(Beginning of Passage shown)

Tory spin can create the false impression that vaccination allows us to exit lockdown within a few weeks, writes Alex Snowdon
It was reported yesterday that the R number for coronavirus in the UK has officially fallen below 1. This is the first time it has been firmly below 1 since last July. That is a terrible indictment of the government’s failures.
If R is 1 or higher the virus numbers are growing. What those headlines about this being ‘the first time since July’ are revealing is that we had continuous growth of infections for 6 months prior to the current lockdown.
That is an unforgivably long time. At any point the government could have instituted measures to drive it down. It didn’t. Instead it dithered and delayed, believing that it could ‘manage’ the spread of the virus in such a way that would protect the NHS, while accepting that tens of thousands of people would die.
Legacy of Tory failure
From August onwards the numbers climbed and climbed. This continued until the current lockdown was announced on 4th January. The ‘lockdown in name only’ of November predictably failed to stem the growth. The restrictions endured during the autumn and early winter were in vain, precisely because they were insufficient.

(End of Passage shown)
(Beginning of Material provided)

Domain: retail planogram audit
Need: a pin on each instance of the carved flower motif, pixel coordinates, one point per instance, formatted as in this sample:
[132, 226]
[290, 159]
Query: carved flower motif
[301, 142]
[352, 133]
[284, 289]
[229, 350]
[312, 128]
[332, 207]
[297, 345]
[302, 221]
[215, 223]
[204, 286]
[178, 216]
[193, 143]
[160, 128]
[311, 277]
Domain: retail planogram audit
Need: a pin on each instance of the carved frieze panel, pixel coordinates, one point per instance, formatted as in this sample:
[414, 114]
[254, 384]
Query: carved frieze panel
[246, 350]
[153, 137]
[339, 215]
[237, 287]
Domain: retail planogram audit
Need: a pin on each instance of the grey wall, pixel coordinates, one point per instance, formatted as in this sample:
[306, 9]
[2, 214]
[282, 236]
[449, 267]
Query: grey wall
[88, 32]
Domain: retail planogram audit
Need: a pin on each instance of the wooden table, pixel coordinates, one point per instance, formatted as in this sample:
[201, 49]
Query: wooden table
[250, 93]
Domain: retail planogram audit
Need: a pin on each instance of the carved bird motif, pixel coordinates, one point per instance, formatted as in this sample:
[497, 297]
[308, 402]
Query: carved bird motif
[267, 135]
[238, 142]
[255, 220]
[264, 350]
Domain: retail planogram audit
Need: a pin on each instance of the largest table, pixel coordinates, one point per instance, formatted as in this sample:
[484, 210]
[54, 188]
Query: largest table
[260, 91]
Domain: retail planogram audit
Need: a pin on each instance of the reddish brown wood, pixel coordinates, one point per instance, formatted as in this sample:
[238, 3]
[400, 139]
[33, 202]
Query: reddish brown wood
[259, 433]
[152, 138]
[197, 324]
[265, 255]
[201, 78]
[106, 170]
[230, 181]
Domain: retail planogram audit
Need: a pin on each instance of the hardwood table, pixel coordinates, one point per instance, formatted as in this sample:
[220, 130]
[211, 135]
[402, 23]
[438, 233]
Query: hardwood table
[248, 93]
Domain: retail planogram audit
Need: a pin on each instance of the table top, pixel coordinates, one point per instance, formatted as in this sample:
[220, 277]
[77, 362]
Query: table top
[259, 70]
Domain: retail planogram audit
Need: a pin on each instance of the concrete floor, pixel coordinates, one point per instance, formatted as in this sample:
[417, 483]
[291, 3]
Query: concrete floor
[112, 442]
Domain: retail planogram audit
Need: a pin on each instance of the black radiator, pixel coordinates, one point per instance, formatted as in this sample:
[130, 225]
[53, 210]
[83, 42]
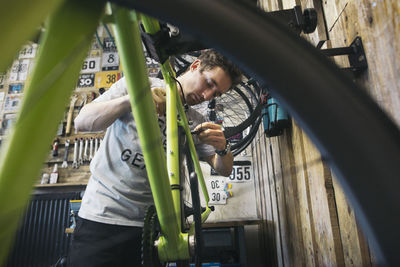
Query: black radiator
[41, 238]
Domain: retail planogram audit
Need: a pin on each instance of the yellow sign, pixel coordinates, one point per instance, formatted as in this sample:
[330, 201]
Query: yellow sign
[106, 78]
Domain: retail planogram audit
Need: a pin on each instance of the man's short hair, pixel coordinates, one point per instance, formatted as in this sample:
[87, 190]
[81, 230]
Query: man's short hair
[210, 59]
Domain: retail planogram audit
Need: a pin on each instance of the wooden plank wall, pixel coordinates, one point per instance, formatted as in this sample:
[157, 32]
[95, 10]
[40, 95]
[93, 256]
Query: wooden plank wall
[307, 218]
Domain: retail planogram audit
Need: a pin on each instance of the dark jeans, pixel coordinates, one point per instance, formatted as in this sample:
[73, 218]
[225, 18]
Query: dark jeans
[99, 244]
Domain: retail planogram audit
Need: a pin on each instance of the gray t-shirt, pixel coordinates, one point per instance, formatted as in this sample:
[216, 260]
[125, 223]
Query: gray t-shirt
[118, 191]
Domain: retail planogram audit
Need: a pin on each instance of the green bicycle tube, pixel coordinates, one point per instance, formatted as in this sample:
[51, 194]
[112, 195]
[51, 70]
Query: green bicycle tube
[64, 47]
[172, 138]
[133, 62]
[151, 26]
[27, 17]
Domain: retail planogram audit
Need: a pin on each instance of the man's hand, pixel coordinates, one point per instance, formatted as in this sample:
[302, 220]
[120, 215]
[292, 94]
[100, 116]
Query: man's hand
[211, 134]
[159, 95]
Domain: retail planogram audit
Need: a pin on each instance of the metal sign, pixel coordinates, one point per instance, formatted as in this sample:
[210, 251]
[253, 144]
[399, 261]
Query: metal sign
[107, 78]
[242, 172]
[86, 80]
[91, 65]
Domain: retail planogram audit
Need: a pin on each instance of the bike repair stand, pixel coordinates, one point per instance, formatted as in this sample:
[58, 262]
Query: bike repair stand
[355, 52]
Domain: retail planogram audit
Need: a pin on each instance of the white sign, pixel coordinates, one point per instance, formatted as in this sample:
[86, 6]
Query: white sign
[216, 192]
[110, 61]
[91, 65]
[28, 51]
[19, 70]
[242, 172]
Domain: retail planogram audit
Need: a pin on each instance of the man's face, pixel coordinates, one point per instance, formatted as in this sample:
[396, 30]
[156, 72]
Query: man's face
[205, 85]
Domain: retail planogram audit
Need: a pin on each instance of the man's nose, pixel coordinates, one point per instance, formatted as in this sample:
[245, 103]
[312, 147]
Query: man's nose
[208, 94]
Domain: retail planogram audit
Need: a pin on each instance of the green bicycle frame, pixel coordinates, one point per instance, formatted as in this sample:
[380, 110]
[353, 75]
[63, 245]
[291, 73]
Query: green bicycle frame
[172, 244]
[63, 48]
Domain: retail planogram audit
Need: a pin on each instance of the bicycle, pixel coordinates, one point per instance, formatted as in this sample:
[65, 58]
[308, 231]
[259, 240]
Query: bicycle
[322, 87]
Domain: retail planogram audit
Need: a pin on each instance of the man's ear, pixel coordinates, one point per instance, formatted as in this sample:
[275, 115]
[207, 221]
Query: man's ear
[195, 64]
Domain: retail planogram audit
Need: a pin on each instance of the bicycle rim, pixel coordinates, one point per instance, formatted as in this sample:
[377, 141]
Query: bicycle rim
[311, 88]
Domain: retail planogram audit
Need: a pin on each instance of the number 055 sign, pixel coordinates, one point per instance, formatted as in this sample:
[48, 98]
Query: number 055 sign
[242, 172]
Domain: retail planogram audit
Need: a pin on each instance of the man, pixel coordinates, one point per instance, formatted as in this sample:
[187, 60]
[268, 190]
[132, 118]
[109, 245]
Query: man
[108, 232]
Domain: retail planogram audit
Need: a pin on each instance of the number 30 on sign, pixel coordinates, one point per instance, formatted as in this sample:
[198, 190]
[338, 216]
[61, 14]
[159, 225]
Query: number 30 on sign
[241, 172]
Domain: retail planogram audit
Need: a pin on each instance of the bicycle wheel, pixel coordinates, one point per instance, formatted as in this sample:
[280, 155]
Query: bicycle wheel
[275, 56]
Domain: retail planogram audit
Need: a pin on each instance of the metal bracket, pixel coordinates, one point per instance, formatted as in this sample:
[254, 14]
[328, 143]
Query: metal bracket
[296, 19]
[355, 52]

(End of Material provided)

To do:
- 1) In the article on the coronavirus R number, on what date was the current lockdown announced?
- 2) Using the article on the coronavirus R number, explain why the headlines about "the first time since July" show that infections grew for six months before the current lockdown.
- 3) Carry the article on the coronavirus R number forward from its final sentence.
The rows play no part in any of the tasks.

Results:
- 1) The current lockdown was announced on 4th January.

- 2) An R number of 1 or higher means virus numbers are growing. Because R had not been firmly below 1 since last July, infections grew continuously for the six months before the current lockdown.

- 3)
The government waited until we reached a stage of 60,000 confirmed cases a day with an estimated 1 in 50 people infected. It waited until there were 35,000 in hospital and daily death tallies reaching well over a thousand. Only then did it act.
Lockdown is working: the death numbers are falling sharply, week on week. The numbers in hospitals are falling steeply too. This is a direct consequence of the lockdown established 5 weeks ago. We are seeing the fall in infection rates (which began as soon as lockdown was announced) coming through in these figures.
This lockdown could be even more effective if non-essential workplaces were made to close, while providing financial support for affected workers. The TUC – rightly but rather belatedly – took a stand this week in demanding that the number of workers forced into workplaces is reduced.
The death toll, though thankfully falling, remains relatively high because the situation had been allowed to get so catastrophically bad before 4 January. That is why we are still – almost six weeks into lockdown – enduring a high number of losses. It is why hospital numbers, while falling, have still been higher this week than they were in April.
The early prevaricating over lockdown means we now face a longer lockdown too. It is either that or a dangerously stupid premature lifting of restrictions, which is what many Tory backbenchers – and their media cheerleaders – are pushing for.
Vaccines can’t do everything
The vaccine is a game changer. In the long term it is central to dealing with the pandemic.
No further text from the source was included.